=== What the task requires ===
Copy every line of the entries below, requests included, and multiply each bounding-box coordinate in the responses by 1.95, rounding to the nearest whole number with halves going up. Leave the numbers in the requests and their format samples unchanged.

=== Listed records ===

****************

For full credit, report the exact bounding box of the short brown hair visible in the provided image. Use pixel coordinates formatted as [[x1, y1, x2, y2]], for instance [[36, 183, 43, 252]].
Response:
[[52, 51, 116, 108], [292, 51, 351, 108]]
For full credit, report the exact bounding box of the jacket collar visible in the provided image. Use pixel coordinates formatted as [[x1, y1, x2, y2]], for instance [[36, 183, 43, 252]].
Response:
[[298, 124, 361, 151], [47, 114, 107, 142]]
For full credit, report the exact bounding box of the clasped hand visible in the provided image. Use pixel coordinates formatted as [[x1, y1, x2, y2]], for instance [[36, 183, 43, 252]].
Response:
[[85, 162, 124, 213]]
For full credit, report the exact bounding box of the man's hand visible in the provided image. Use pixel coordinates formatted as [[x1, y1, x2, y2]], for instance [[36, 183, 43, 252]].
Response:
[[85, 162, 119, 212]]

****************

=== The reply ===
For full credit, report the exact bounding box of the short brown hair visible in the provided image. Use pixel coordinates formatted as [[x1, y1, x2, y2]], for instance [[36, 183, 43, 252]].
Response:
[[101, 99, 226, 211], [569, 99, 684, 211]]
For full credit, report the exact bounding box of the jacket collar visible in the provided image. Use pixel coordinates formatted as [[x1, y1, x2, y2]], for instance [[36, 183, 43, 252]].
Response:
[[581, 242, 704, 294], [92, 222, 209, 277]]
For full credit, report the exact bounding box of the clasped hand visible in the provided image. Use pixel coordinates formatted as [[x1, y1, x2, y2]], for instance [[36, 183, 43, 252]].
Response:
[[166, 316, 242, 415]]
For full credit, report the exact bounding box of the man's hand visible in the provided image. Use pixel coordinates formatted as [[x1, y1, x2, y2]], for instance [[36, 183, 43, 252]].
Response:
[[166, 316, 232, 413]]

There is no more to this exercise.